▸ GIVEN REQUEST
Find the line that contains "Could you please pick out the tiled"; then retype it and each line after it, exactly, through the final line of the data below.

▸ WORKING DATA
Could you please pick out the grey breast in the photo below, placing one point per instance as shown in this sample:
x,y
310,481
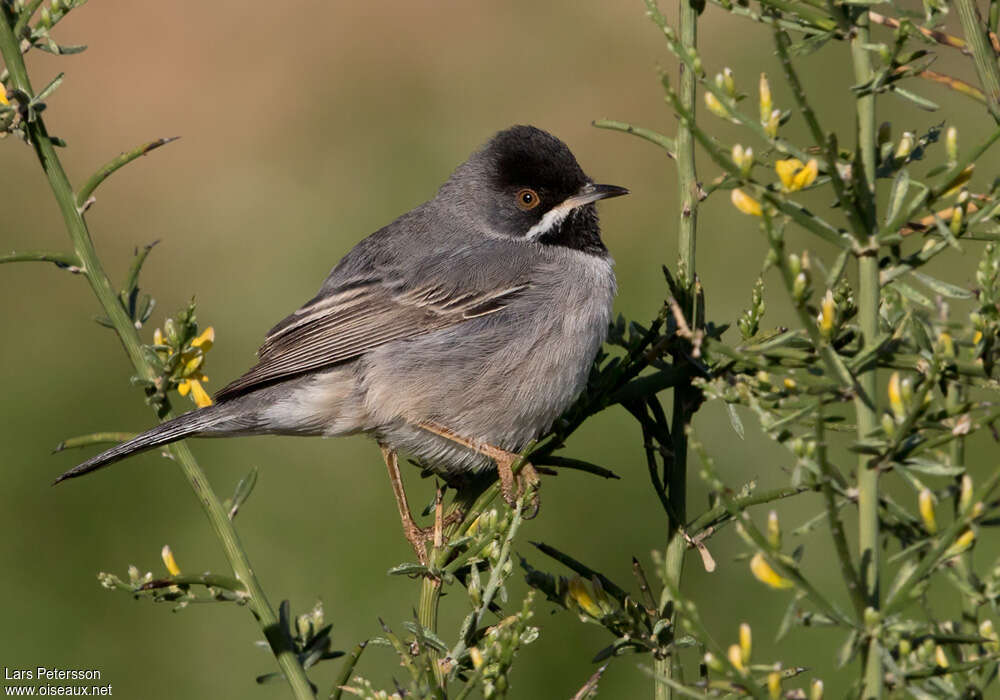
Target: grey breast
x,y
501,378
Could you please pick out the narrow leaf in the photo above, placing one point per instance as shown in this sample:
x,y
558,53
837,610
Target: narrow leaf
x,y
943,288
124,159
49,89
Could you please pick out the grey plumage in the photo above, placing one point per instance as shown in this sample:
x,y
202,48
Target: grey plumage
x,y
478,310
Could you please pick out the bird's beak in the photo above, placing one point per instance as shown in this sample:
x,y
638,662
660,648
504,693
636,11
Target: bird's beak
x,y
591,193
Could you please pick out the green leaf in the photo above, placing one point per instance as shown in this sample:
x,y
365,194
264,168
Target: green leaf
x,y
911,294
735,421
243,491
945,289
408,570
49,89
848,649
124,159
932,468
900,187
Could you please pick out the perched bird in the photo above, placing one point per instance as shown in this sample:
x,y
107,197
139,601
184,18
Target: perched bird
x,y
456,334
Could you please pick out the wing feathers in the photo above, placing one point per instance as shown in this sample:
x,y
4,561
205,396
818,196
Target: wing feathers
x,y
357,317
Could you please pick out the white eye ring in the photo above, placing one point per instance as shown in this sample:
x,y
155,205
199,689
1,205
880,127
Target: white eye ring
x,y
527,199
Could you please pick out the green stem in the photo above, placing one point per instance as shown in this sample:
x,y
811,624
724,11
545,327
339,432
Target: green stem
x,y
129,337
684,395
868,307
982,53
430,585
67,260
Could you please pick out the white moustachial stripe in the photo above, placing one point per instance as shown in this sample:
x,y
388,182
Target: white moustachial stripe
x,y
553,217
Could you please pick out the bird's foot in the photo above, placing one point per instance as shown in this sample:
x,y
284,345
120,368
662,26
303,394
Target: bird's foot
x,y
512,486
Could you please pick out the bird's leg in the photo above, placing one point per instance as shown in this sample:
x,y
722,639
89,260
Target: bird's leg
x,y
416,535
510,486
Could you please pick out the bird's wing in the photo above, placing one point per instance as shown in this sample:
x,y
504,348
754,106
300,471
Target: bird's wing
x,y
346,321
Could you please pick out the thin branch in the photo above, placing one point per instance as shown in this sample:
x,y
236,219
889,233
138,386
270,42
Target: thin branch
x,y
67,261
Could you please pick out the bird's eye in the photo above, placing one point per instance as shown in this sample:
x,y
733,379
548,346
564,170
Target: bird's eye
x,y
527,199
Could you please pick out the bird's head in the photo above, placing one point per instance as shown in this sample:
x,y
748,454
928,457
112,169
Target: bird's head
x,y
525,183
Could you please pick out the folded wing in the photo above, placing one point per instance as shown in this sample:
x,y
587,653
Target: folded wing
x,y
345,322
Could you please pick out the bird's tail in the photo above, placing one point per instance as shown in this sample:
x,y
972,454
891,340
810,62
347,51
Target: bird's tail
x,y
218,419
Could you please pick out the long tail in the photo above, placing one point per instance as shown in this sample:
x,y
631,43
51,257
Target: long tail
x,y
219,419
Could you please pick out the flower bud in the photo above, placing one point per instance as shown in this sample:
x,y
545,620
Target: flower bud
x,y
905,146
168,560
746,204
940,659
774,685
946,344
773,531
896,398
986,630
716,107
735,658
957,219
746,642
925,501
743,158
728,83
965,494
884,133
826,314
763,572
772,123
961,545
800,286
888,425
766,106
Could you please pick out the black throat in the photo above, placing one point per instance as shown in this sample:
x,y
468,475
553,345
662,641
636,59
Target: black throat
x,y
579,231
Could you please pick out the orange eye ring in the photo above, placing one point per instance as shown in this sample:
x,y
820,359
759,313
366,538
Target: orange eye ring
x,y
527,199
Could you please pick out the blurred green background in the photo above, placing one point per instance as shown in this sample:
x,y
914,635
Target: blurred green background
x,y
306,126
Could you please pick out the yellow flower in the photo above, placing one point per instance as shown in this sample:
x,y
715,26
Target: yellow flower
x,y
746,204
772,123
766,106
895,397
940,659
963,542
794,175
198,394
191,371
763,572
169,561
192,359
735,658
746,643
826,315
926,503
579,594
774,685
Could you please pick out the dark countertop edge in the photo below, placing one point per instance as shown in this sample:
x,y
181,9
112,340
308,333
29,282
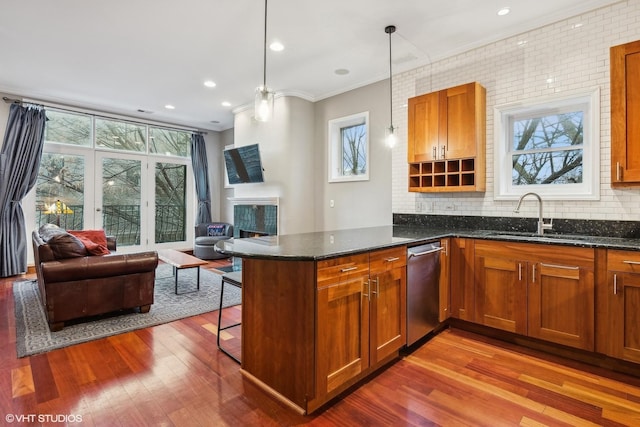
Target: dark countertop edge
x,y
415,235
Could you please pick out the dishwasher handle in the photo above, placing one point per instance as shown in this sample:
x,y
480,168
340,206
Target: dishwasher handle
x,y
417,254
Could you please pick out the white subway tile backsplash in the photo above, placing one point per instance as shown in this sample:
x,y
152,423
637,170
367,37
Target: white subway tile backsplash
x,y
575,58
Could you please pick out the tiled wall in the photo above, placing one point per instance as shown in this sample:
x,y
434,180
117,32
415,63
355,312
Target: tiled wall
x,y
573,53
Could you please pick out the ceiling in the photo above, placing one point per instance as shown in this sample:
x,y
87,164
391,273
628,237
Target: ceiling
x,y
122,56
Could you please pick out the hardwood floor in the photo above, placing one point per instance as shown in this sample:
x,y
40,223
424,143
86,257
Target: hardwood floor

▸ EXPECTED OUTPUT
Could you please pick out the tiled wall in the photo above, placing one point per instance as shown in this sample:
x,y
434,180
117,32
415,63
355,312
Target: tiled wall
x,y
573,53
Could you please pick out the ceiling in the photo above, placing one point per instance as shown in this sample:
x,y
87,164
391,273
628,237
Target: ceiling
x,y
122,56
Could you please pick out the hardwood floor in the photo above, placing one point per instance as shown in this sample:
x,y
40,223
424,143
86,257
Target: hardwood floor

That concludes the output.